**Problem statement**. Copy out the listing exactly.
━━━━━ Records supplied
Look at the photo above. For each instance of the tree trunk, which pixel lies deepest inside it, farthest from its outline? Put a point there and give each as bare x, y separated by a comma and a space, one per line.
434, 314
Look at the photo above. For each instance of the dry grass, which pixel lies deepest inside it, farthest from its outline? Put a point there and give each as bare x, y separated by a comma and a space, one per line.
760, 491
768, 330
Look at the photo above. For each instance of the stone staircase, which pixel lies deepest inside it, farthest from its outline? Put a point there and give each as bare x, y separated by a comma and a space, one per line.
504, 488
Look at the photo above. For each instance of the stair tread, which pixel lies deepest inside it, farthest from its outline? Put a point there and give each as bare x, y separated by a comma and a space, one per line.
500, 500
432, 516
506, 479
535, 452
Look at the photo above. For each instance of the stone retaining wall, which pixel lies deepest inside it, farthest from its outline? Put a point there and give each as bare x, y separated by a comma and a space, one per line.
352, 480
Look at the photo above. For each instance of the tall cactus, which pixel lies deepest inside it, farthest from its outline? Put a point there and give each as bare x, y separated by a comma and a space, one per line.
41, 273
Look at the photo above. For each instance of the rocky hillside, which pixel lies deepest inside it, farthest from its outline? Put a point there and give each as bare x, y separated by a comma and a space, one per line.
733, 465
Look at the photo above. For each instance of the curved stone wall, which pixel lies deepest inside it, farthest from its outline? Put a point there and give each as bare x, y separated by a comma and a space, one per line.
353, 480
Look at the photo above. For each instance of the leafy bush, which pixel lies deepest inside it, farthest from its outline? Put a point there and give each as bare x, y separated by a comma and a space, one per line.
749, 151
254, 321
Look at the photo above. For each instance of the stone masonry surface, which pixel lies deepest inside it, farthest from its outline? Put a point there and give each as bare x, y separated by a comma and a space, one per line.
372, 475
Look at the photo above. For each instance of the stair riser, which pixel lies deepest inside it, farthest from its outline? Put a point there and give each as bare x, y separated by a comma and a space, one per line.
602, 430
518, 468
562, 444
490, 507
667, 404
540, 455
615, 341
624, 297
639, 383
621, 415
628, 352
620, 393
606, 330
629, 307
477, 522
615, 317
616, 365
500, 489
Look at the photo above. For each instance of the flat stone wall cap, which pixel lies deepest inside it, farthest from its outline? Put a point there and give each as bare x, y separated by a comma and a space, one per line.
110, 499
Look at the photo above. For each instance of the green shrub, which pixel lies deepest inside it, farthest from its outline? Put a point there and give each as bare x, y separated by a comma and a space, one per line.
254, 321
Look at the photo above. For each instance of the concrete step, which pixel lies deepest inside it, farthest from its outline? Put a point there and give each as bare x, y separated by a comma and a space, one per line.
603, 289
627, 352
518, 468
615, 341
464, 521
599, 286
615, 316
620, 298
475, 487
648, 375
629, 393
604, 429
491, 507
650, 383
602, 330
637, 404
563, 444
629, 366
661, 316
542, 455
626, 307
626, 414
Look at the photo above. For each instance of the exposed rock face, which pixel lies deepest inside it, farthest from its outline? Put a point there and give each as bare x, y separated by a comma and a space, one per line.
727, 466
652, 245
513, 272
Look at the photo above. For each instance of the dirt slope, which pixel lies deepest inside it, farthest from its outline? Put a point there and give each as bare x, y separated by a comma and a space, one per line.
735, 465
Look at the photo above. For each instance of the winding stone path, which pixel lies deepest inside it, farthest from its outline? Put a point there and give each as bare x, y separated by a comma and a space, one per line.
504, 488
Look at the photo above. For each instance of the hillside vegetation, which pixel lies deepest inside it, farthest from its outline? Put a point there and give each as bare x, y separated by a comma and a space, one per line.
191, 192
━━━━━━━━━━
**Exercise response**.
Look at the photo above. For each instance of the tree trunk, which pixel lies deepest inside it, farthest from its outline? Put a point there and give each as bare x, y separated by a comma and a space, one per line.
434, 314
Look at the photo above. For each instance of the dry grass, which pixel lies deepest inside it, farthest from its outline? Put a point there and give each as bare x, y separated by a comma and a space, one per line.
760, 491
768, 330
Look at the photo above. For each instance of the stone staircase, which pixel lies deepest inside it, farthest from its outline? Put a point there and give each as bare x, y separated by a comma and a space, one per line.
504, 488
Look at the photo above. For each instance of the stair tread, which pixel lies deepest inside it, farthest from its outline? Put a point there and give each as bare x, y separated by a comma and a space, one per line.
500, 500
432, 516
506, 479
535, 452
Look at the photo above. For each instance of the stone retaining wall, which pixel lies deepest inside it, farthest from its outline? Put a point there and give each as bare x, y separated by a comma and a space, one per line.
352, 480
Look at the photo above. For each instance of the tall cactus, which pixel lies deepest inside it, farthest from its outline? Put a point there and give each as bare x, y separated by a comma and a space, one per line.
41, 273
Look at the photo above. For each instance of the rocky hillside, which pixel lies deepest inside it, farthest from its outline? Put a point there and give each as bare x, y separated by a comma and a space, one per line.
733, 465
Look at the photo above. For each instance of the curved stone wall, which pixel lies deepest inside it, farthest from its outline? Put a point there and give each as bare x, y separated by a comma and a space, one per line.
353, 480
Look at the photo above. For each instance of the leafy bush, which pixel lies deepest inside it, farthest from its outline? Put a point there and give each as bare x, y separated by a comma and a space, one per line.
749, 151
254, 321
Look at the photo above. For each instance of the stone masonry surface, which pixel lies deepest inside it, farthest from its outline? Put a point there and give each as bare x, y separated by a comma and a space, one per line.
372, 475
Look at the photo above. For each instance of the stair riser, which pixel lies deepest inside it, farthest from its outline? Put a point there and give each as bare x, y separated by a comma and a space, one per line.
602, 430
518, 468
562, 444
490, 507
667, 404
540, 455
615, 341
624, 297
639, 383
621, 415
628, 352
620, 393
606, 330
629, 307
477, 522
615, 317
616, 365
500, 489
Look at the photo above. For each instance of the flat stone wall cap, which pixel lies deepest inside it, farthest from its outline? Put a point there and give each as bare x, y separated by a comma and a space, one per line.
110, 499
Look at the photo above. For each instance of the green shrub, which pixel lies deepest inside it, farthest from its outline? Put a point there and give each as bare x, y separated by a comma and a space, one per line.
254, 321
Look at the photo above. For each instance of the concrete step, which pixel lies deepest inside it, farthest from its outline? Put a point there and give each as bare x, y separated by a comma and a space, one per line.
603, 289
627, 352
518, 468
615, 341
464, 521
599, 286
615, 316
620, 298
475, 487
648, 375
629, 393
604, 429
491, 507
650, 383
602, 330
637, 404
563, 444
629, 366
661, 316
542, 455
626, 307
626, 414
Look at the photo above. For each instance of the exposed rock face, which pixel lies deepest inside it, farthest from its outline? Put a point there and give each as bare x, y separated by a comma and a space, one per line.
727, 466
652, 245
513, 272
Look at the photo above. For each instance of the dirt slope, which pixel lies deepest inside it, farthest from its outline? Put a point there and give each as bare x, y separated by a comma and a space, one per line.
735, 465
Look at the photo above. For each instance of the winding stone path, which pixel lies deepest inside it, farthest from its outline? Put a point there and give each as bare x, y separated by a comma and a space, one per line.
504, 488
Look at the photo above. For each instance of the hillside vegetation, which pixel lies deepest inside it, farthest from its outline? Put a point there and give each as bare x, y separated by a comma and a space, one per line.
191, 192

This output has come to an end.